- _Dataset entries_
··········
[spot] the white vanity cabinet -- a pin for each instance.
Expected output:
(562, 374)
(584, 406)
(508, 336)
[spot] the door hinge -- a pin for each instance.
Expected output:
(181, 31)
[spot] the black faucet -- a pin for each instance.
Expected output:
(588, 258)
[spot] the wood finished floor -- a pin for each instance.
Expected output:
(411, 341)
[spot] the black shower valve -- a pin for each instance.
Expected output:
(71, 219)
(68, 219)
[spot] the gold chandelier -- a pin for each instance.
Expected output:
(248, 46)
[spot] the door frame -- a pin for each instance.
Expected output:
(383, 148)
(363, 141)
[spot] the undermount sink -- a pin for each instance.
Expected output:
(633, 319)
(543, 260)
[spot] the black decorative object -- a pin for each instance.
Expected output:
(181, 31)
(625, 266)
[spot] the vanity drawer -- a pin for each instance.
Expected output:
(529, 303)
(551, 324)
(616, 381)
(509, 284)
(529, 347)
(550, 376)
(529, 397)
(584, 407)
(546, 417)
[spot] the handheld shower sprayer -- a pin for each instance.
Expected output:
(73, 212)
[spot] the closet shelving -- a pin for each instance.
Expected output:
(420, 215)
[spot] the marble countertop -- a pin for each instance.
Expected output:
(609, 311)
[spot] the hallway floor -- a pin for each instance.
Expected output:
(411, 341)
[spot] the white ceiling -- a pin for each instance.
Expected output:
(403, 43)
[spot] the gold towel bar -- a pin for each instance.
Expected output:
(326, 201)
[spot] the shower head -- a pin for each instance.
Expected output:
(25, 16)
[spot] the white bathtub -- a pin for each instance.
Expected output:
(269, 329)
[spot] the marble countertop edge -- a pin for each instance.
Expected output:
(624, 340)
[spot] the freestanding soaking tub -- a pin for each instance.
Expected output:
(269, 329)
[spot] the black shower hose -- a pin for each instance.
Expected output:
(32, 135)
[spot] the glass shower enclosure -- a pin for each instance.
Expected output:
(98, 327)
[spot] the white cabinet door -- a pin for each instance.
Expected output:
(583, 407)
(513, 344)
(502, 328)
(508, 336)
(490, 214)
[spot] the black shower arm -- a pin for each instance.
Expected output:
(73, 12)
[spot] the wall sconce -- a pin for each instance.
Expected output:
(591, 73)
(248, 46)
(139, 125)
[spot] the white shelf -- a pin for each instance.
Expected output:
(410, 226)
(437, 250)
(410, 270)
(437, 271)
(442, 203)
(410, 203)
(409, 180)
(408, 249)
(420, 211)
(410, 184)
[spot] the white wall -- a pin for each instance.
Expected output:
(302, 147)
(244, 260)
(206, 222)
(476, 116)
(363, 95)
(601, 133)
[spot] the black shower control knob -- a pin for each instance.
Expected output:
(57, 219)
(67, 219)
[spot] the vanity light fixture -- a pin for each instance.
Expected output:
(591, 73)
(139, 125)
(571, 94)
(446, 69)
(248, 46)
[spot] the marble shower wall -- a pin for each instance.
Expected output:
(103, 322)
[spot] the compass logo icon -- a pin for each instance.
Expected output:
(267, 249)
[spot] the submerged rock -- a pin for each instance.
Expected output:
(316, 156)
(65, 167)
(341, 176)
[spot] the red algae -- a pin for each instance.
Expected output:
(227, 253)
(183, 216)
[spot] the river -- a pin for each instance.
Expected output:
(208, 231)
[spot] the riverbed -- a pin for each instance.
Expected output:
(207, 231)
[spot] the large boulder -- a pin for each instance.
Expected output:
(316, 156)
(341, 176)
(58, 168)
··········
- _Do this_
The entries above must be returned in full, exactly as shown.

- _Finished task_
[spot] the white vanity cabinet -- a pin for each instance.
Expected output:
(562, 374)
(584, 406)
(508, 336)
[spot] the door hinge -- a pin for each instance.
Expected output:
(181, 31)
[spot] the black faucet -- a pin for each instance.
Expected output:
(588, 258)
[spot] the wood finished floor -- a pin for each instance.
Expected output:
(411, 341)
[spot] the black shower valve -- a pin for each instance.
Expected output:
(71, 219)
(68, 219)
[spot] the gold chandelier -- a pin for each instance.
Expected output:
(248, 46)
[spot] the door frame -- a pin for each instance.
Expected output:
(383, 148)
(363, 141)
[spot] the undermount sink -- a pin for each instance.
Expected output:
(633, 319)
(543, 260)
[spot] the black decorative object -- a pin for each instance.
Expected output:
(181, 31)
(625, 266)
[spot] the vanity drawer -- a pin for each instance.
Expected output:
(529, 303)
(551, 324)
(616, 381)
(509, 284)
(529, 347)
(550, 376)
(529, 397)
(584, 407)
(546, 417)
[spot] the handheld shower sprayer -- a pin for each instance.
Expected output:
(73, 212)
[spot] the closet shelving -- a pin for each instance.
Expected output:
(420, 215)
[spot] the marble countertop -- a pin for each instance.
Expected output:
(609, 311)
[spot] the hallway floor -- a pin for each instance.
Expected output:
(411, 341)
[spot] the white ceiling -- a pin for each instance.
Expected output:
(403, 43)
[spot] the gold towel bar -- a pin for each instance.
Expected output:
(326, 201)
[spot] the shower head -- a pin for each instance.
Expected output:
(25, 16)
[spot] the white bathtub -- a pin for each instance.
Expected output:
(269, 329)
[spot] the marble countertop edge -- a pin for each instance.
Expected output:
(624, 340)
[spot] the freestanding soaking tub -- a pin for each instance.
Expected output:
(269, 329)
[spot] the black shower hose -- a pin for each instance.
Expected output:
(32, 135)
[spot] the glass shower enclosure -- a pin for each instance.
Expected output:
(98, 327)
[spot] the white cabinet door -- a pin for each instance.
Expected output:
(583, 407)
(513, 344)
(502, 328)
(508, 336)
(490, 214)
[spot] the black shower arm -- a pin for each instance.
Expected output:
(73, 12)
[spot] the wall sconce -- a pin for each instance.
Expected output:
(591, 73)
(248, 46)
(139, 125)
[spot] the white shelf -- a pin for each instance.
Expected output:
(410, 226)
(437, 250)
(410, 270)
(437, 271)
(442, 203)
(410, 203)
(409, 180)
(408, 249)
(420, 211)
(410, 184)
[spot] the white wall -- a pin for each instance.
Expected output:
(302, 147)
(244, 260)
(206, 222)
(476, 116)
(363, 95)
(601, 133)
[spot] the black shower control knob -- a pin for each instance.
Expected output:
(57, 219)
(67, 219)
[spot] the vanity light fixture -- a pin for each instance.
Expected output:
(591, 73)
(139, 125)
(571, 94)
(446, 69)
(248, 46)
[spot] the marble shower wall -- a pin for each instance.
Expected output:
(103, 322)
[spot] the compass logo icon -- a pin for each instance.
Expected output:
(267, 249)
[spot] the submerged rock -- a pin for each instance.
Expected output:
(316, 156)
(65, 167)
(341, 176)
[spot] the red algae -- a pin for each instance.
Expected output:
(227, 253)
(183, 216)
[spot] the river -- a pin for each instance.
Expected output:
(208, 231)
[spot] the riverbed -- a pin for each instance.
Expected output:
(207, 231)
[spot] the large boulder -- a pin for each instance.
Expected output:
(316, 156)
(341, 176)
(58, 168)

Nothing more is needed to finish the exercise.